* Start Excerpted records *

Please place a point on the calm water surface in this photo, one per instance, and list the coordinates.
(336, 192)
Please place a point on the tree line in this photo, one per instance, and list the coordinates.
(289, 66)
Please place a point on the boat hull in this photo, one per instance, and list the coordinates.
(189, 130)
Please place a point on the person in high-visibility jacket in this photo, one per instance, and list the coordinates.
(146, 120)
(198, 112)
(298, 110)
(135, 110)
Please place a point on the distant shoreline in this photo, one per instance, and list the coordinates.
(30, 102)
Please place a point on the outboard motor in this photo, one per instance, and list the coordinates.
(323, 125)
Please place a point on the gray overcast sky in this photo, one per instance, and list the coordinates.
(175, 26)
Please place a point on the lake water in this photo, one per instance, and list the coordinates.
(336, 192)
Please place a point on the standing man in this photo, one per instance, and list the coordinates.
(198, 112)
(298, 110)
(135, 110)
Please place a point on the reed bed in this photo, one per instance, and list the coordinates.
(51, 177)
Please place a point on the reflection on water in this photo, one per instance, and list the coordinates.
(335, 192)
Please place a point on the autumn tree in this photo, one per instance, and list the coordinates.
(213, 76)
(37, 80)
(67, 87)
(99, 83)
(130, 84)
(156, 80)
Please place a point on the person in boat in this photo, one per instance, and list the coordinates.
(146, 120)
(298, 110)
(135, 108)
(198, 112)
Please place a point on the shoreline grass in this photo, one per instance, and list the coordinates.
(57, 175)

* End Excerpted records *

Written exercise:
Using the records above, please retype only the run of lines from the line holding "Please place a point on the outboard" through the last line, both ends included.

Finished exercise:
Please place a point on the outboard motor in this photo, one per instance, and list the coordinates.
(323, 125)
Please place a point on the gray overcast sky in this photo, one per instance, and list the coordinates.
(175, 26)
Please place a point on the lake water in this photo, one per instance, and list the coordinates.
(336, 192)
Please place a point on the standing man in this photo, one per instance, and list the coordinates.
(198, 112)
(298, 110)
(135, 110)
Please place a point on the reed bed in this photo, one per instance, and list the coordinates.
(51, 177)
Please place a point on the reflection on water in this photo, one per instance, and list the coordinates.
(335, 192)
Please place a point on the autumn tree in this photo, one per instance, and list the coordinates.
(213, 76)
(37, 80)
(67, 87)
(99, 83)
(130, 84)
(156, 80)
Please place a point on the person in boat in this photo, one per instance, and list the coordinates.
(146, 120)
(298, 110)
(135, 108)
(198, 112)
Please place a point on the shoreline grass in this photo, one per instance, and list the coordinates.
(57, 175)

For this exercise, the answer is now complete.